» **Выбранный отрывок**
Она была по национальности коми. Дорогая Лина спасла нам всем жизнь. До сих пор мы с ней переписываемся. Она живет одна в г. Пермь.

86. Когда отряд вернулся в Богачёвку, меня подселили в маленький домик к семье пожилых — бухгалтера Леонида Петровича Попцова (бывший белогвардеец) и его жены Веры Ивановны — толстой бабы, любительницы мужиков и спирта. О себе она говорила: «Я особая, дальневосточная штучка!» Её коронный номер — поставить стакан с разведённым спиртом на ладонь, повернуть ладонь на 180 градусов, взять стакан в зубы и выпить (умерла она в 1958 г. в Брянске, от рака горла).

87. В декабре 1950 г. в СССР состоялись выборы, и мне поручили доставить бюллетени для выборов из Богачёвки в Кроноки. Кто-то дал мне лыжи и валенки, и я должен пройти 70 км вначале по тундре с островами берёзы и тополя 50 км, затем по берегу Тихого океана — 20 км. На пути были домики в Двухлагерной (здесь ко мне присоединились два геофизика). Это на половине пути до берега, а на берегу Склады. Когда вышли с Двухлагерной, началась сильная пурга, чтобы передохнуть, мы залегли за корягой, и я подумал — кажется, конец, но встали и пошли, ориентируясь по направлению ветра (видимость была плохая). Когда мы пришли на Склады, мои ноги были в крови (содрана кожа) — обувь была не моего размера. Тогда Демчук — объездчик Кроноцкого заповедника взялся доставить бюллетени в Кроноки. Как я добрался обратно, не помню, но попал сразу в медпункт, где врачом была Мария Константиновна Псарёва, и стал лечить ноги. Прихожу однажды на перевязку поздновато, а она уже лежит (у нее были красивые косы, да и сама она была как греческая богиня красоты Афродита). Я хотел уходить, а она и говорит: «Ты, что стоишь — ложись!» Так мы стали гражданскими мужем и женой.

» **Приведённые данные**
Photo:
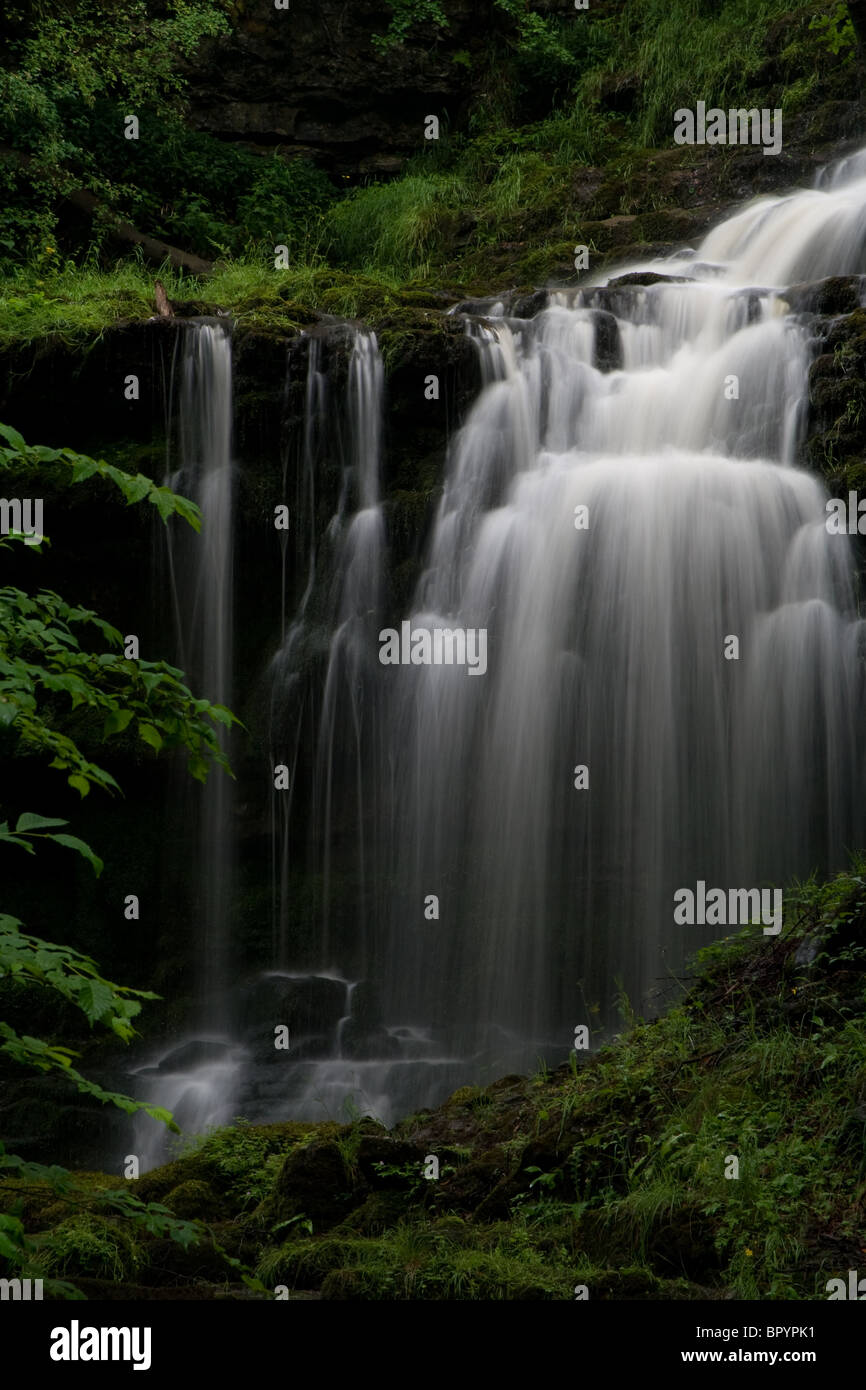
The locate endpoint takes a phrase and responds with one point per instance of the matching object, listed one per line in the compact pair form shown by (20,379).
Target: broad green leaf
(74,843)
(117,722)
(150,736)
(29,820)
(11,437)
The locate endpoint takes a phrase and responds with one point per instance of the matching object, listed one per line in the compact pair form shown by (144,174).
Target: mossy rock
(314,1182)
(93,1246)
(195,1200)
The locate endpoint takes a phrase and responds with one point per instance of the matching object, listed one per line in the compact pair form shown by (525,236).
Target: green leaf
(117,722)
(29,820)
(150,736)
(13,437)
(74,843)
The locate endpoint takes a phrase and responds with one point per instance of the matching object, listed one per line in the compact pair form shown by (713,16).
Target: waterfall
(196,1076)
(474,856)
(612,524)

==

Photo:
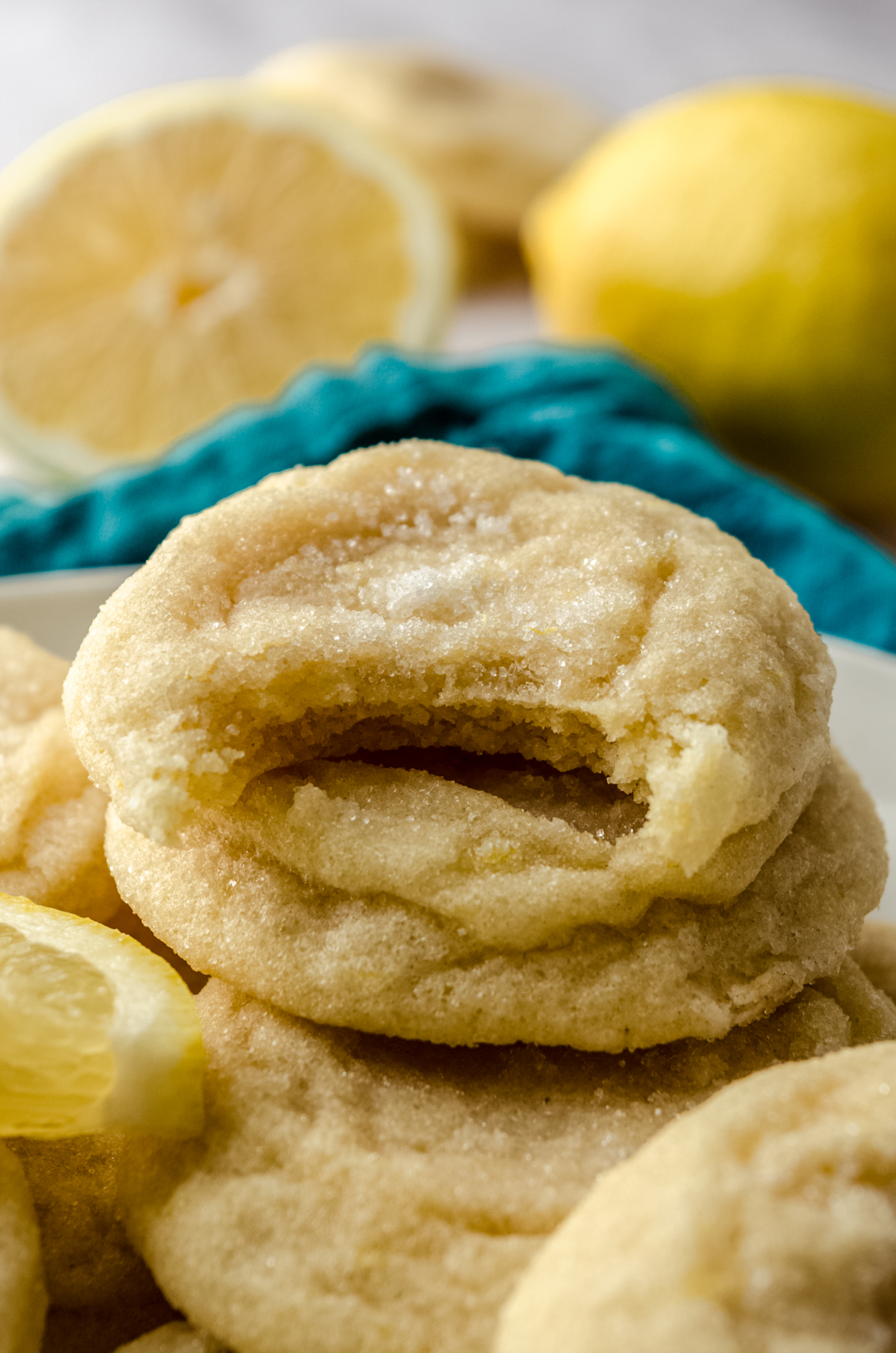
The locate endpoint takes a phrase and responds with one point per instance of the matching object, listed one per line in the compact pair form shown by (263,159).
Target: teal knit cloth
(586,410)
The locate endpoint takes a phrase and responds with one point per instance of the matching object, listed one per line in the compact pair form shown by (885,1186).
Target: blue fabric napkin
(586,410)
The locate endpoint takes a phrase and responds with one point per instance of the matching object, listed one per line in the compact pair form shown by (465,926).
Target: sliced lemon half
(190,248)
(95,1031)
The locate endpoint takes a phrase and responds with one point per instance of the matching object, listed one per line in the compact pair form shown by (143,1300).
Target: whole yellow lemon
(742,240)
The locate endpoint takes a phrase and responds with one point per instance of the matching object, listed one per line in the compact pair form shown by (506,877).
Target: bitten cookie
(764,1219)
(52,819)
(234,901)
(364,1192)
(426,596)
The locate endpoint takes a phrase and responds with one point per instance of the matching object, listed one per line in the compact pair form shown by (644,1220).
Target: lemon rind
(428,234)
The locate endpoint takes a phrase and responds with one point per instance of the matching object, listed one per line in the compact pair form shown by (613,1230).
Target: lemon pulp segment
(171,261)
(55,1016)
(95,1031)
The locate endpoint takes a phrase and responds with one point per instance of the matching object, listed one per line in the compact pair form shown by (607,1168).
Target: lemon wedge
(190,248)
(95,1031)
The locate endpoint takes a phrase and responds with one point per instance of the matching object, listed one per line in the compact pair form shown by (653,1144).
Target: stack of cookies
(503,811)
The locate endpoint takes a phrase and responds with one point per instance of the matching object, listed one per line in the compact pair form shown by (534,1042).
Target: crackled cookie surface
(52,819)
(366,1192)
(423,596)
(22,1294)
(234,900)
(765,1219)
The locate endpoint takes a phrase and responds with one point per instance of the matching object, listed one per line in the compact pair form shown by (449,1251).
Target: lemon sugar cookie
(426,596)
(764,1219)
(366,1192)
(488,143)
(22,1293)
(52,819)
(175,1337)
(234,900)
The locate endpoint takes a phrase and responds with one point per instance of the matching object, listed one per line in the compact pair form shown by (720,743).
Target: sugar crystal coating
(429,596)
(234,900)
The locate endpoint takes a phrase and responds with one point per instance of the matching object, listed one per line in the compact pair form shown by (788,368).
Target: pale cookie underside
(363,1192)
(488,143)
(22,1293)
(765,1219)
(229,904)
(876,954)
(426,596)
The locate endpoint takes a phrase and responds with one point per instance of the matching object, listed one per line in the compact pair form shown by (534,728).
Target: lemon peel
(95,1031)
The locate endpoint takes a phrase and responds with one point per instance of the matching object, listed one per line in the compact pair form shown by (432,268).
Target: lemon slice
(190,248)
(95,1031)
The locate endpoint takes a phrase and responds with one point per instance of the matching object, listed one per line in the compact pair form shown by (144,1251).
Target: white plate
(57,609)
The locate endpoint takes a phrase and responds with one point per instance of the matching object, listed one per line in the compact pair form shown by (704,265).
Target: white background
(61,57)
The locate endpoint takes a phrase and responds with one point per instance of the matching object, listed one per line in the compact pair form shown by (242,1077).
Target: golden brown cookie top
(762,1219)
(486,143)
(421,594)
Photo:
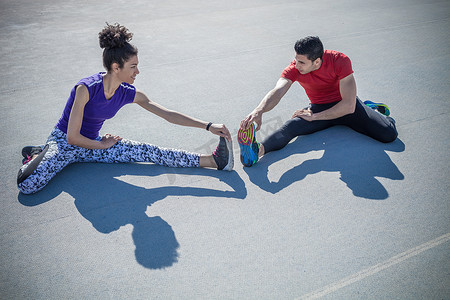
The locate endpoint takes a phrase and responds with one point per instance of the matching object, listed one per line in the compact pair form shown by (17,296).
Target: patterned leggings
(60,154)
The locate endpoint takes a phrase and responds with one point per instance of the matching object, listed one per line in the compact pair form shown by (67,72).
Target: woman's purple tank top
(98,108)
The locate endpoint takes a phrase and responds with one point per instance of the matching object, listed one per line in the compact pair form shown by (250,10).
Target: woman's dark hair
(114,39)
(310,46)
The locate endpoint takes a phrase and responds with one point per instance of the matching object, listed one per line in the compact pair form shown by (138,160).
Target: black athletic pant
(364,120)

--

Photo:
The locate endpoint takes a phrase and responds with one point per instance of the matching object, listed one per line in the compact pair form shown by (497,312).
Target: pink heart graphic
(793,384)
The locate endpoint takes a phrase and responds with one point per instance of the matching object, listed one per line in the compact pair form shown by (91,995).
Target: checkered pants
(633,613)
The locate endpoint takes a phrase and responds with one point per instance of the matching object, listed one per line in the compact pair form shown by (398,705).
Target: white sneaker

» **Список заданий**
[A] Перепишите из воспоминаний без изменений кусок от слов «86. Когда отряд» до слов «от рака горла).» включительно.
[B] Подхватите воспоминания и продолжите их сразу после последнего предложения.

» **Ответы на задания**
[A]
86. Когда отряд вернулся в Богачёвку, меня подселили в маленький домик к семье пожилых — бухгалтера Леонида Петровича Попцова (бывший белогвардеец) и его жены Веры Ивановны — толстой бабы, любительницы мужиков и спирта. О себе она говорила: «Я особая, дальневосточная штучка!» Её коронный номер — поставить стакан с разведённым спиртом на ладонь, повернуть ладонь на 180 градусов, взять стакан в зубы и выпить (умерла она в 1958 г. в Брянске, от рака горла).

[B]
88. В августе 1951 г. меня избрали председателем месткома экспедиции (это 233 члена профсоюза). И я крепко начал бороться за интересы трудового народа. Начальник экспедиции Г. К. Орьев мне говорит: «Хватит мною командовать, тоже еще начальство». 4 июня прошло довыборное собрание, оно проходило по решению партбюро, которое хотело снять меня с председателей и вывести из месткома. Но народ был против — меня избрали в местком. Но на месткоме под давлением партбюро меня не избрали председателем (я возглавлял РКК — расценочно-конфликтную комиссию). А через три дня партбюро проводит расширенное заседание, якобы по указанию райкома КПСС. Меня обвинили в том, что я говорил: «Члены партбюро — вредители», выдал ложный больничный лист Толстову (это, правда, в интересах Толстова), подрывал авторитет замполита, начальника экспедиции, не умел различать здоровую критику от не здоровой. Личность моя плохая, а в целом — в хвостизме (по В.И. Ленину), т.е. я шёл на поводу отсталых трудящихся.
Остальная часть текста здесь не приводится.